BEGIN Material supplied
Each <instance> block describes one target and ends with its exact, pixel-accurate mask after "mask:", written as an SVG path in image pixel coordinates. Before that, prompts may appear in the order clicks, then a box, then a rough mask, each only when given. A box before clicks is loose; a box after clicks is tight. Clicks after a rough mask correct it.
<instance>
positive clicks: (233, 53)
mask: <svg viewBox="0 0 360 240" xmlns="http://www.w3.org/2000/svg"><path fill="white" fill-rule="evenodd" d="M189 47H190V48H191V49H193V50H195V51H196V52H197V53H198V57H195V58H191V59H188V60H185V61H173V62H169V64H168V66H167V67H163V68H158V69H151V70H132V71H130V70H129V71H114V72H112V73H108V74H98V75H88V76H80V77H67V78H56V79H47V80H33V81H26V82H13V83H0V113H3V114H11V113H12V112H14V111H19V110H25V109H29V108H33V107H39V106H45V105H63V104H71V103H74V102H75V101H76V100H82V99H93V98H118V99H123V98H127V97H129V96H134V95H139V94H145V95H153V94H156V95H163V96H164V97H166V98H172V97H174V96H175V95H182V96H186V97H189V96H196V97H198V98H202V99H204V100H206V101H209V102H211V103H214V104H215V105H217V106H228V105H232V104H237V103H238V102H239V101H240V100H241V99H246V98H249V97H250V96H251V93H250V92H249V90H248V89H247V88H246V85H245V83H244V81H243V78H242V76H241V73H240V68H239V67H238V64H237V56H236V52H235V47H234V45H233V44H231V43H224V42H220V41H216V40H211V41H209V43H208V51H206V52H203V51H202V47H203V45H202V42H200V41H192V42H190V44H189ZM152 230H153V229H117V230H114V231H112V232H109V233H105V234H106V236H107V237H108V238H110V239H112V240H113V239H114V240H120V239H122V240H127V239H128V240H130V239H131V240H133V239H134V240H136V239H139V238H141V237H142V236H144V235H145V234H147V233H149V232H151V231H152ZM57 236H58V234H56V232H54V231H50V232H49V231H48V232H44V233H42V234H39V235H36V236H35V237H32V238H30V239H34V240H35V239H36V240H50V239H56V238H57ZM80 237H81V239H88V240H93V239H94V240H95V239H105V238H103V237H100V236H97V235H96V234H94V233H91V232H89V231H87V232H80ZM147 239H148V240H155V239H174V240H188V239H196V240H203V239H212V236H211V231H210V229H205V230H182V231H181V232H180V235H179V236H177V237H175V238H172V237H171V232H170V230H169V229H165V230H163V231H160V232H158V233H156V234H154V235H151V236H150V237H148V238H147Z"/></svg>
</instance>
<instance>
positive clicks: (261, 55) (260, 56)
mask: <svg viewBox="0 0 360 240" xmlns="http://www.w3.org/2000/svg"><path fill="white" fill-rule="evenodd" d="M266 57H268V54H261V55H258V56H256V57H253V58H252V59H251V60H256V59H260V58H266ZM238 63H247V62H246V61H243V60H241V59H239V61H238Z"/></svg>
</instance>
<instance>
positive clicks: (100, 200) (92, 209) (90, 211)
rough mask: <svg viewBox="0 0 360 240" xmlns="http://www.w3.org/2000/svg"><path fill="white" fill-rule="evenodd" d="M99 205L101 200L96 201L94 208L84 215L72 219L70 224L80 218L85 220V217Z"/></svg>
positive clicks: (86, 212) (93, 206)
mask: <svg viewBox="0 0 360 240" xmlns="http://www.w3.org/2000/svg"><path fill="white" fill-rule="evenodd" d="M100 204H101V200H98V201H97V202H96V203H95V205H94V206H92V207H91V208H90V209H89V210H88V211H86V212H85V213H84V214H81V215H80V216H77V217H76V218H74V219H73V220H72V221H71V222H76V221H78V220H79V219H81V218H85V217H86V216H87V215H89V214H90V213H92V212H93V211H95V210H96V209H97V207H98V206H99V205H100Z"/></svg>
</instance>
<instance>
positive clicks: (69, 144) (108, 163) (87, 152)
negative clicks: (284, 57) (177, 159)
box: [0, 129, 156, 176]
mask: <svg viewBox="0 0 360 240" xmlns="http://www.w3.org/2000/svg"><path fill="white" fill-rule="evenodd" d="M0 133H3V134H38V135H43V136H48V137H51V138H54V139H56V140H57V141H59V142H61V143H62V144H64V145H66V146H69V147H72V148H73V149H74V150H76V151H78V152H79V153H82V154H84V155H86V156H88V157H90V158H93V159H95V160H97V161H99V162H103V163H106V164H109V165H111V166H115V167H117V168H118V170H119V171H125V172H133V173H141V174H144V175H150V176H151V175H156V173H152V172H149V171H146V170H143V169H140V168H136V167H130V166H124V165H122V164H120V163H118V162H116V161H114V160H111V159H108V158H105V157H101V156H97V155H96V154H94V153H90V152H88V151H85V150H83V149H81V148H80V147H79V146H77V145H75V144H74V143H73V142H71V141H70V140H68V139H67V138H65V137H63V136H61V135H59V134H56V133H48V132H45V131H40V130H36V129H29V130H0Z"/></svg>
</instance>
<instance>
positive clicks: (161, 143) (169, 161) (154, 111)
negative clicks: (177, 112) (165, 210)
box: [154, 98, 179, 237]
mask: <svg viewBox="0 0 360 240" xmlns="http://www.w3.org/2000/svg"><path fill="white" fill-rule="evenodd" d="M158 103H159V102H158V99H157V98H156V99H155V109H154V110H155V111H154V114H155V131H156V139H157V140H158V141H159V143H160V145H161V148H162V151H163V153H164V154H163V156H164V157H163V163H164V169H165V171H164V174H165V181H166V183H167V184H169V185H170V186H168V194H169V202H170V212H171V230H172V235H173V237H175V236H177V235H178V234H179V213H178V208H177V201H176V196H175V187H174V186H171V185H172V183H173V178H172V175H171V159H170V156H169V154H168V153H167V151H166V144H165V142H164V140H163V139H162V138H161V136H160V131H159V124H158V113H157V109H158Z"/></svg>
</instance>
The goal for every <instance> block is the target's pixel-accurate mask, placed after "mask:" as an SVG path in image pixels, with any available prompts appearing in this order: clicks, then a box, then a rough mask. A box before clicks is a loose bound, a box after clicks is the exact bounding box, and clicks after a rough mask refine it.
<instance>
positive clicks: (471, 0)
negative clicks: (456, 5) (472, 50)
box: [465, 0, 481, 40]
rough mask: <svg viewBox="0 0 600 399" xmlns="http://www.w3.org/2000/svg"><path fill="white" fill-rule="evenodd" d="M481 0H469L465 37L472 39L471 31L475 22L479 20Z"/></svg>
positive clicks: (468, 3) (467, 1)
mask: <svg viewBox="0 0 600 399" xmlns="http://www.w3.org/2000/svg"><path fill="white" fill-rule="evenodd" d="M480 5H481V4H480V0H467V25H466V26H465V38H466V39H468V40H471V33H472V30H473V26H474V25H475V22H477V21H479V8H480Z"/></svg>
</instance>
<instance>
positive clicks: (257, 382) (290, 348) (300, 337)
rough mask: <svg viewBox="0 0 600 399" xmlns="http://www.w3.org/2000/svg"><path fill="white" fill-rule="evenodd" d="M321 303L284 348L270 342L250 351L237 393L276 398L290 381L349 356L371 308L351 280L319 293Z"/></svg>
END Material supplied
### Exercise prompt
Reproduce all data above, unchanged.

### Exercise answer
Each <instance> block describes one target and ends with its exact, pixel-accurate mask after "mask:", written as an SVG path in image pixel coordinates. Before that, prompts may appear in the order clicks, then a box, then a rough mask, each only when given. A box before clicks is loose; a box after clicks is tight. Clicks after a rough mask correct it.
<instance>
positive clicks: (233, 53)
mask: <svg viewBox="0 0 360 240" xmlns="http://www.w3.org/2000/svg"><path fill="white" fill-rule="evenodd" d="M189 47H190V48H191V49H193V50H195V51H196V52H197V53H198V57H195V58H191V59H188V60H185V61H173V62H169V64H168V66H167V67H163V68H158V69H151V70H132V71H130V70H129V71H114V72H112V73H108V74H98V75H88V76H80V77H67V78H56V79H47V80H33V81H26V82H13V83H0V113H3V114H11V113H12V112H14V111H19V110H25V109H29V108H33V107H39V106H45V105H63V104H71V103H74V102H75V101H76V100H82V99H93V98H118V99H123V98H127V97H129V96H134V95H139V94H145V95H153V94H156V95H163V96H164V97H166V98H172V97H174V96H175V95H182V96H186V97H189V96H196V97H198V98H202V99H204V100H206V101H209V102H211V103H214V104H215V105H217V106H228V105H232V104H237V103H238V102H239V101H240V100H241V99H246V98H249V97H250V96H251V93H250V92H249V90H248V89H247V88H246V85H245V83H244V81H243V78H242V76H241V73H240V68H239V67H238V64H237V56H236V52H235V47H234V45H233V44H231V43H224V42H220V41H216V40H211V41H209V43H208V51H206V52H203V51H202V47H203V45H202V42H200V41H192V42H190V44H189ZM152 230H153V229H117V230H114V231H112V232H109V233H105V234H106V236H107V237H108V238H110V239H112V240H113V239H114V240H120V239H122V240H127V239H128V240H130V239H131V240H133V239H134V240H136V239H139V238H141V237H142V236H144V235H145V234H147V233H149V232H151V231H152ZM57 236H58V234H56V232H54V231H50V232H49V231H48V232H44V233H42V234H39V235H36V236H35V237H32V238H30V239H34V240H35V239H36V240H50V239H56V238H57ZM80 237H81V239H88V240H93V239H94V240H95V239H105V238H103V237H100V236H97V235H96V234H94V233H91V232H89V231H87V232H80ZM147 239H148V240H155V239H174V240H188V239H196V240H203V239H212V236H211V231H210V229H205V230H182V231H181V232H180V235H179V236H177V237H175V238H172V237H171V232H170V230H169V229H165V230H163V231H160V232H158V233H156V234H154V235H151V236H150V237H148V238H147Z"/></svg>
</instance>
<instance>
positive clicks: (261, 55) (260, 56)
mask: <svg viewBox="0 0 360 240" xmlns="http://www.w3.org/2000/svg"><path fill="white" fill-rule="evenodd" d="M266 57H268V54H261V55H258V56H256V57H253V58H252V59H251V60H256V59H260V58H266ZM238 63H247V62H246V61H243V60H241V59H239V61H238Z"/></svg>
</instance>
<instance>
positive clicks: (100, 200) (92, 209) (90, 211)
rough mask: <svg viewBox="0 0 360 240" xmlns="http://www.w3.org/2000/svg"><path fill="white" fill-rule="evenodd" d="M99 205L101 200L96 201L94 208L84 215L72 219L70 224L80 218L85 220V217Z"/></svg>
positive clicks: (86, 212) (93, 206)
mask: <svg viewBox="0 0 360 240" xmlns="http://www.w3.org/2000/svg"><path fill="white" fill-rule="evenodd" d="M100 204H101V200H98V201H97V202H96V203H95V205H94V206H92V207H91V208H90V209H89V210H88V211H86V212H85V213H84V214H81V215H80V216H77V217H76V218H74V219H73V220H72V221H71V222H76V221H78V220H79V219H81V218H85V217H86V216H87V215H89V214H90V213H92V212H93V211H95V210H96V209H97V207H98V206H99V205H100Z"/></svg>
</instance>
<instance>
positive clicks: (69, 144) (108, 163) (87, 152)
negative clicks: (284, 57) (177, 159)
box: [0, 129, 156, 176]
mask: <svg viewBox="0 0 360 240" xmlns="http://www.w3.org/2000/svg"><path fill="white" fill-rule="evenodd" d="M0 133H3V134H38V135H43V136H48V137H51V138H54V139H56V140H57V141H59V142H61V143H62V144H64V145H66V146H69V147H72V148H73V149H74V150H76V151H78V152H79V153H82V154H84V155H86V156H88V157H90V158H93V159H95V160H97V161H99V162H103V163H106V164H109V165H111V166H115V167H117V168H118V170H119V171H125V172H133V173H141V174H144V175H150V176H151V175H156V173H152V172H149V171H146V170H143V169H140V168H136V167H130V166H124V165H122V164H120V163H118V162H116V161H114V160H111V159H108V158H105V157H101V156H97V155H96V154H94V153H90V152H88V151H85V150H83V149H81V148H80V147H79V146H77V145H75V144H74V143H73V142H71V141H70V140H68V139H67V138H65V137H63V136H61V135H59V134H56V133H48V132H45V131H40V130H36V129H29V130H0Z"/></svg>
</instance>
<instance>
positive clicks: (161, 143) (169, 161) (154, 111)
negative clicks: (177, 112) (165, 210)
box: [154, 98, 179, 237]
mask: <svg viewBox="0 0 360 240" xmlns="http://www.w3.org/2000/svg"><path fill="white" fill-rule="evenodd" d="M158 103H159V102H158V99H157V98H156V99H155V109H154V110H155V111H154V114H155V131H156V139H157V140H158V141H159V143H160V145H161V148H162V151H163V153H164V154H163V156H164V157H163V163H164V169H165V171H164V174H165V181H166V183H167V184H169V185H170V186H168V194H169V202H170V212H171V230H172V235H173V237H175V236H177V235H178V234H179V213H178V208H177V201H176V196H175V187H174V186H171V185H172V183H173V178H172V175H171V159H170V156H169V154H168V153H167V151H166V144H165V142H164V140H163V139H162V138H161V136H160V131H159V124H158V113H157V109H158Z"/></svg>
</instance>
The goal for every <instance> block is the target's pixel-accurate mask, placed after "mask:" as an SVG path in image pixels, with any available prompts appearing in this order: clicks, then a box, then a rough mask. A box before clicks is a loose bound, a box after clicks is the exact bounding box, and clicks after a rough mask refine it.
<instance>
positive clicks: (471, 0)
negative clicks: (456, 5) (472, 50)
box: [465, 0, 481, 40]
rough mask: <svg viewBox="0 0 600 399" xmlns="http://www.w3.org/2000/svg"><path fill="white" fill-rule="evenodd" d="M481 0H469L465 37L472 39L471 31L475 22L479 20Z"/></svg>
positive clicks: (468, 3) (467, 1)
mask: <svg viewBox="0 0 600 399" xmlns="http://www.w3.org/2000/svg"><path fill="white" fill-rule="evenodd" d="M480 5H481V4H480V0H467V25H466V26H465V38H466V39H468V40H471V33H472V30H473V26H474V25H475V22H477V21H479V8H480Z"/></svg>
</instance>
<instance>
positive clicks: (257, 382) (290, 348) (300, 337)
rough mask: <svg viewBox="0 0 600 399" xmlns="http://www.w3.org/2000/svg"><path fill="white" fill-rule="evenodd" d="M321 303L284 348L270 342L250 351L237 393L276 398L290 381L349 356L371 308L351 280L319 293Z"/></svg>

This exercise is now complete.